--- Opis zadania ---
Które wiersze listingu zawierają ciąg „headphone”? Wskaż i przepisz każdy z nich, przy czym wielkość liter ma znaczenie.

------------

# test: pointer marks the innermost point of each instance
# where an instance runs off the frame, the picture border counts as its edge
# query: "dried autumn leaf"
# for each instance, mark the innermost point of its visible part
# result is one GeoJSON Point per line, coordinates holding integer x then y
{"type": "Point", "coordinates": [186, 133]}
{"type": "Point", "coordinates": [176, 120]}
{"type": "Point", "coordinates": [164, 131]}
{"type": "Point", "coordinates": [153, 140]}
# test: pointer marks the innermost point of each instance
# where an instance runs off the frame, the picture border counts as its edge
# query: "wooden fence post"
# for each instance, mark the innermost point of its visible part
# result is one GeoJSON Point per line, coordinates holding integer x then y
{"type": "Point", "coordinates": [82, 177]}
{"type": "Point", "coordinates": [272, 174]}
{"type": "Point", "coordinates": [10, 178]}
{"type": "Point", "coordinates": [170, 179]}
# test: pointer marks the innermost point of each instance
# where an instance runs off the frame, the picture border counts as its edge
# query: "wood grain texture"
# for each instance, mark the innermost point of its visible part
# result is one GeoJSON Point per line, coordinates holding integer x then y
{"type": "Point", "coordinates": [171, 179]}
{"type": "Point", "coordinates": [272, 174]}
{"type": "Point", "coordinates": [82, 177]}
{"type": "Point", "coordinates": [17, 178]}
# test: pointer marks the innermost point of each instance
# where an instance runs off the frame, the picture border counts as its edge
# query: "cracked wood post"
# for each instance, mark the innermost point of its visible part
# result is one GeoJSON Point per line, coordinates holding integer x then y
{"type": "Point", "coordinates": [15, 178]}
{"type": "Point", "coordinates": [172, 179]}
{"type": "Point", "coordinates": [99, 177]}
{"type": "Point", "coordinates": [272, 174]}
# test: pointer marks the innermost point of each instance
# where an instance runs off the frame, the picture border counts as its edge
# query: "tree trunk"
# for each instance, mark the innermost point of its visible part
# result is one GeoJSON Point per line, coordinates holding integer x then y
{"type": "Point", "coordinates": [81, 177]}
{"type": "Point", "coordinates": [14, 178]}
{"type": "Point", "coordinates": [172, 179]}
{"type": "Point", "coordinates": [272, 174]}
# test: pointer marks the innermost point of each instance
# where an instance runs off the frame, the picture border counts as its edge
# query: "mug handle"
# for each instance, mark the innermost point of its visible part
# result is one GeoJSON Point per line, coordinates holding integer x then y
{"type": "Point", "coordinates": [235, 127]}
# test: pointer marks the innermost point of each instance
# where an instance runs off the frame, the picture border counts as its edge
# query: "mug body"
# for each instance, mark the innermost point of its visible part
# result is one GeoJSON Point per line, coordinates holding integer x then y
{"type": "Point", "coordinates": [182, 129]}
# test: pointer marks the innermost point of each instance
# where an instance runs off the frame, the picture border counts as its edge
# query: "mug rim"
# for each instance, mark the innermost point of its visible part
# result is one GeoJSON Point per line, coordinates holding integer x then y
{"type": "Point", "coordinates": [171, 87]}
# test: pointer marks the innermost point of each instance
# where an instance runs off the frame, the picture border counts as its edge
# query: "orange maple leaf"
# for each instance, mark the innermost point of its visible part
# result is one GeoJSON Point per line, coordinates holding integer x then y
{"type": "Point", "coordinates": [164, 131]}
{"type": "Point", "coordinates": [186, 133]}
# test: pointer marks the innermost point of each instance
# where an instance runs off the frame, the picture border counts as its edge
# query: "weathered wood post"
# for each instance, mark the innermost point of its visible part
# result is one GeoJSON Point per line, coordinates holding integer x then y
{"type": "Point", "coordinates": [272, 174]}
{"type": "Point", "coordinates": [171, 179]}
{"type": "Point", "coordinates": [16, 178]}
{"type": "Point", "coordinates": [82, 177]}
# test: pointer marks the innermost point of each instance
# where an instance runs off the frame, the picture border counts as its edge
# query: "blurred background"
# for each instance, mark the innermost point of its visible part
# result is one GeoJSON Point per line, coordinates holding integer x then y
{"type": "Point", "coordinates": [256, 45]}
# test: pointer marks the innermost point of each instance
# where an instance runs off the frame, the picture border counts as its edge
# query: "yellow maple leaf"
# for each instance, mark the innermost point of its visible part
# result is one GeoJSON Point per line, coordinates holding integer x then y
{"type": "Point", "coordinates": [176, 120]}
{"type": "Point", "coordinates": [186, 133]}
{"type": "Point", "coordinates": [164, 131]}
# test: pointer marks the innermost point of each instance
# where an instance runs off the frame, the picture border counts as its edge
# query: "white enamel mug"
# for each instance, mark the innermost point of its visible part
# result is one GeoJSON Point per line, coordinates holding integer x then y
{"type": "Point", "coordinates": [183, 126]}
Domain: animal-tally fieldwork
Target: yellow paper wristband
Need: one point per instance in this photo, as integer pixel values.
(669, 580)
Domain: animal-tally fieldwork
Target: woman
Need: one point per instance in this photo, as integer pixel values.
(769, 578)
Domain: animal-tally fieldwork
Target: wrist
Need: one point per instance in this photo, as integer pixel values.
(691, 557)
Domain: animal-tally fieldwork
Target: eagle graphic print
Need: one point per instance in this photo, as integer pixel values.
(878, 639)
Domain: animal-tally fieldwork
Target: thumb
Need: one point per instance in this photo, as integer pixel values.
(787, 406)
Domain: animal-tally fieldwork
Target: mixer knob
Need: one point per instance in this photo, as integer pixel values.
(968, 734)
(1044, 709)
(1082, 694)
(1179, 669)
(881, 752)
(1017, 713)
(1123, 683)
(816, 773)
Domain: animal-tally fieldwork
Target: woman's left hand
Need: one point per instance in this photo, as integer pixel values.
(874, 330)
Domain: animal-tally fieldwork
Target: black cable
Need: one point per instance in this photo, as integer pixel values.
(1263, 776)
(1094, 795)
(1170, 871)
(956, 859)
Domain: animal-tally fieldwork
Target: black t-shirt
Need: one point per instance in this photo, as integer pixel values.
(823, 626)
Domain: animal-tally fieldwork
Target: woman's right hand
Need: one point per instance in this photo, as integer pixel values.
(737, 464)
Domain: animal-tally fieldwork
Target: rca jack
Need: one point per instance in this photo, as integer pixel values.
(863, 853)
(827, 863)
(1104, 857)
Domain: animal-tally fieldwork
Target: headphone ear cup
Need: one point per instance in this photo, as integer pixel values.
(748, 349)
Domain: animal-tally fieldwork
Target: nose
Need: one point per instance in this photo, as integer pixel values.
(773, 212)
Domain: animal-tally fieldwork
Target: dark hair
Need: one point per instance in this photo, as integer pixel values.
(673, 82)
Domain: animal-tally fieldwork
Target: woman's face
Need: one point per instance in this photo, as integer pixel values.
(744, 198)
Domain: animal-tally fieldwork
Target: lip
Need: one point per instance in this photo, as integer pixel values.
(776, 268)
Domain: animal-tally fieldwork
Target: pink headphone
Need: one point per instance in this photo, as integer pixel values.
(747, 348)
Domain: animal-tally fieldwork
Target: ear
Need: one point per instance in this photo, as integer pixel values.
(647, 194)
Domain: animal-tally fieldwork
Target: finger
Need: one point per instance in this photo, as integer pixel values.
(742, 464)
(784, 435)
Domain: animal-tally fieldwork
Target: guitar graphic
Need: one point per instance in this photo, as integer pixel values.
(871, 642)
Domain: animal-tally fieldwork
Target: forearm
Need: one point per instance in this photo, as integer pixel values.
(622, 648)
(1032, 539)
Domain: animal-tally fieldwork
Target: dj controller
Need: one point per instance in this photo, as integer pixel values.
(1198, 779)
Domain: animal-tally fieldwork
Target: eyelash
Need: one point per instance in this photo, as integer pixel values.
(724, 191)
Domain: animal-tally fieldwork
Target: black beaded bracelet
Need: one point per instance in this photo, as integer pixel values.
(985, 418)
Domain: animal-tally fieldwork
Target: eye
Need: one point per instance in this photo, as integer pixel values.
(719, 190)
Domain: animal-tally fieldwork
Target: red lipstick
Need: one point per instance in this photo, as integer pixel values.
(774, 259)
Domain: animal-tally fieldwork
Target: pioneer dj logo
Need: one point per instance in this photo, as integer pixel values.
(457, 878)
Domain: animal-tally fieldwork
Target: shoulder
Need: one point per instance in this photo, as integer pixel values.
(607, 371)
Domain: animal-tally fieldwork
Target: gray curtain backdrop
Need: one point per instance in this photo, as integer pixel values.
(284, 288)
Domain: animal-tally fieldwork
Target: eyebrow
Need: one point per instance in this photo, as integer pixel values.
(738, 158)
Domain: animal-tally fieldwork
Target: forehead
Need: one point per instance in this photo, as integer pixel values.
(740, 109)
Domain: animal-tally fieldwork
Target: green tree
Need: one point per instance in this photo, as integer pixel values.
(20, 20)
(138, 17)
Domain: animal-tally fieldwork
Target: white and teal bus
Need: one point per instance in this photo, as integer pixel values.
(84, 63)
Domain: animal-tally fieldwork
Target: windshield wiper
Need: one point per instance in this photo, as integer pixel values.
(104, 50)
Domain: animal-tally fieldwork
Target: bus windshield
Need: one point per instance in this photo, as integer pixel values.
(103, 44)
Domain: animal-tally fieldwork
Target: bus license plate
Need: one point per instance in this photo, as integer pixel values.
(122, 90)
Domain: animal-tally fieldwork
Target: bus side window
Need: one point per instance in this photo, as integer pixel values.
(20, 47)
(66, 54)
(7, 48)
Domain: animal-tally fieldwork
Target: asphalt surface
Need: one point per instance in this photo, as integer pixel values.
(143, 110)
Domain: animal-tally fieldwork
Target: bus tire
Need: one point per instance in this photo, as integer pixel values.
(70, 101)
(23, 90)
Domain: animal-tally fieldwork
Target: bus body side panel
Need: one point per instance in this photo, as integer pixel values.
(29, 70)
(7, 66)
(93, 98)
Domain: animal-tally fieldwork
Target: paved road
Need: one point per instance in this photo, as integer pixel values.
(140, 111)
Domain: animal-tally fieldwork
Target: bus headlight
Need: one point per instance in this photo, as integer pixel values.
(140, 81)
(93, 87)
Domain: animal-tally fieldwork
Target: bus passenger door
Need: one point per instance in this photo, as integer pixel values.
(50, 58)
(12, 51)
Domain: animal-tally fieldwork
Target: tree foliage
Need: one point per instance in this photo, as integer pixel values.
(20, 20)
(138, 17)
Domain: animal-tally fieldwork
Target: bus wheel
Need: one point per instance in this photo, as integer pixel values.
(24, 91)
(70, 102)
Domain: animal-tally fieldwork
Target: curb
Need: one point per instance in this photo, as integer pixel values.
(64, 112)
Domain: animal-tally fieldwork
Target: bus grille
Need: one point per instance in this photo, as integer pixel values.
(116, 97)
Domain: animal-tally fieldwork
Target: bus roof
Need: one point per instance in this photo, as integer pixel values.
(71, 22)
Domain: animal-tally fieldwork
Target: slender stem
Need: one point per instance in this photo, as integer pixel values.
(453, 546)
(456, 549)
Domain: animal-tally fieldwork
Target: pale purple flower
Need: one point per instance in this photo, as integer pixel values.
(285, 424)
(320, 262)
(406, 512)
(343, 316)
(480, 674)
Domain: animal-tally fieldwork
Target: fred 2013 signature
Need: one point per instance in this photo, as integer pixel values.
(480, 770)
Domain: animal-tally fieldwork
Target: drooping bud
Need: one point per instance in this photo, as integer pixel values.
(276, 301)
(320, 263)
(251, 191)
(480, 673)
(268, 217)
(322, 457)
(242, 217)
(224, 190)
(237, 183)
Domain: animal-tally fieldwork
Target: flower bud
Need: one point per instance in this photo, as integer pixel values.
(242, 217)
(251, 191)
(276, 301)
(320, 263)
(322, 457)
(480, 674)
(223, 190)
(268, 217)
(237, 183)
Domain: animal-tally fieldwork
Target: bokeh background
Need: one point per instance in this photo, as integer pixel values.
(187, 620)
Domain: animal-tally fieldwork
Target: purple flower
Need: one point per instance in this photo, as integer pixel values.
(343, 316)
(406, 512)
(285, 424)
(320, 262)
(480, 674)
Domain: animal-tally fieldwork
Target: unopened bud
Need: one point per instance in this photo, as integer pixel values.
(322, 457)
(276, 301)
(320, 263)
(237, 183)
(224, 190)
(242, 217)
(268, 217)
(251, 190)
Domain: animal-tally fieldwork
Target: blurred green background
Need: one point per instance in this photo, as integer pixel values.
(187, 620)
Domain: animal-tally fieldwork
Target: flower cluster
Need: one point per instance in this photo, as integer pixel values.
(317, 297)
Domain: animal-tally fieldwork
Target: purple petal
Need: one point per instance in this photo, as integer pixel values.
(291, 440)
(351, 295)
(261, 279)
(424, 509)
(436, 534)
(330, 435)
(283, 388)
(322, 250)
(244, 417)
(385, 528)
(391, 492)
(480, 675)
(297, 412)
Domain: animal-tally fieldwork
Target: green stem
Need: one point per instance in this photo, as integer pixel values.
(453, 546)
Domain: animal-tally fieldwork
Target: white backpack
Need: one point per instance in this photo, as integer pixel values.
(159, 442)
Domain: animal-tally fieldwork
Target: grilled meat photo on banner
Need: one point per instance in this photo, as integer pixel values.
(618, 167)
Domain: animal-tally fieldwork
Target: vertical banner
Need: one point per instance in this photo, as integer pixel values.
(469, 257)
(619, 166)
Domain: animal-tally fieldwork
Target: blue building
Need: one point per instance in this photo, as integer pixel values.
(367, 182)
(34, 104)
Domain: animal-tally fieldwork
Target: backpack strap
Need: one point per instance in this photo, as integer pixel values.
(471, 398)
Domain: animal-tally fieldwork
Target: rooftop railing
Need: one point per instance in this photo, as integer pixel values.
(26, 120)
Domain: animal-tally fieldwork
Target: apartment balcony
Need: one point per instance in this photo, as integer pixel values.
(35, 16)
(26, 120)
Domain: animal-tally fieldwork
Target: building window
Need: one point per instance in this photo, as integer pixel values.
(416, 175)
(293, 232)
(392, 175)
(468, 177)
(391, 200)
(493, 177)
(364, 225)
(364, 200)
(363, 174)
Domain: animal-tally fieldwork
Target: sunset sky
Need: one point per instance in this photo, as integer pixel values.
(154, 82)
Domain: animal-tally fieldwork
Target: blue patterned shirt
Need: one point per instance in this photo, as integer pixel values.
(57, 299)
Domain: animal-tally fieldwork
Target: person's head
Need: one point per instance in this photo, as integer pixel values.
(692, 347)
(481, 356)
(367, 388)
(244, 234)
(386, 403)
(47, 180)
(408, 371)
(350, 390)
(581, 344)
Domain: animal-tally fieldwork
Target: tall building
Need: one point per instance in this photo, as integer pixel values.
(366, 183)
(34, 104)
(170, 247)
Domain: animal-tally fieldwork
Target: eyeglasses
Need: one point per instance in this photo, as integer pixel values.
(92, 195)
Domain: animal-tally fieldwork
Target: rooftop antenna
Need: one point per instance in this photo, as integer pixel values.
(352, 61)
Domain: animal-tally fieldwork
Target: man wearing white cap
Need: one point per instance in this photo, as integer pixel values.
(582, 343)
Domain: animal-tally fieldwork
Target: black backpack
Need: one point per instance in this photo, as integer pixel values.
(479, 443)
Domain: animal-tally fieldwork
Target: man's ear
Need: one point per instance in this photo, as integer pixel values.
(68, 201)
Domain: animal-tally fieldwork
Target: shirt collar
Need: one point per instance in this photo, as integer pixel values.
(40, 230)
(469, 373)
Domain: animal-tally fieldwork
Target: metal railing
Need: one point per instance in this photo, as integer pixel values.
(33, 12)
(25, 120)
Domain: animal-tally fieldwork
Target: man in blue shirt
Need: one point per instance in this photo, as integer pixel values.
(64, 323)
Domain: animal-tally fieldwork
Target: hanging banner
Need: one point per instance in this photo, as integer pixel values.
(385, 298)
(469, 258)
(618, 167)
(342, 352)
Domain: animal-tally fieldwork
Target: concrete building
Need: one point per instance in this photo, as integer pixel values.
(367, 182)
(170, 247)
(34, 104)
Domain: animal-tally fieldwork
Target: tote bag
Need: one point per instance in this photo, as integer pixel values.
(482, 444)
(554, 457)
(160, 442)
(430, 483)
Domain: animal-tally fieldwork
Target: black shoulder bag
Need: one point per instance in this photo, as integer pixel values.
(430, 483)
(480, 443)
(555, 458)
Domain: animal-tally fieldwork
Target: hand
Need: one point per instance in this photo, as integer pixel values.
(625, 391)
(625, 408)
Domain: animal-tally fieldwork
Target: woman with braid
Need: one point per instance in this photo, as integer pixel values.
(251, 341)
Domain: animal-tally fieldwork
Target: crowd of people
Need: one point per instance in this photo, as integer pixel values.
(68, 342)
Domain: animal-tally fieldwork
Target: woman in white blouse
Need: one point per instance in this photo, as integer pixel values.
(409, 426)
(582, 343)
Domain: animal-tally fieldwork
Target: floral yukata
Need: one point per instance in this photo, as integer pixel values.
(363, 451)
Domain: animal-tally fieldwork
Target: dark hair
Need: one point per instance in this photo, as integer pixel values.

------------

--- Rozwiązanie zadania ---
Target: headphone ear cup
Target: pink headphone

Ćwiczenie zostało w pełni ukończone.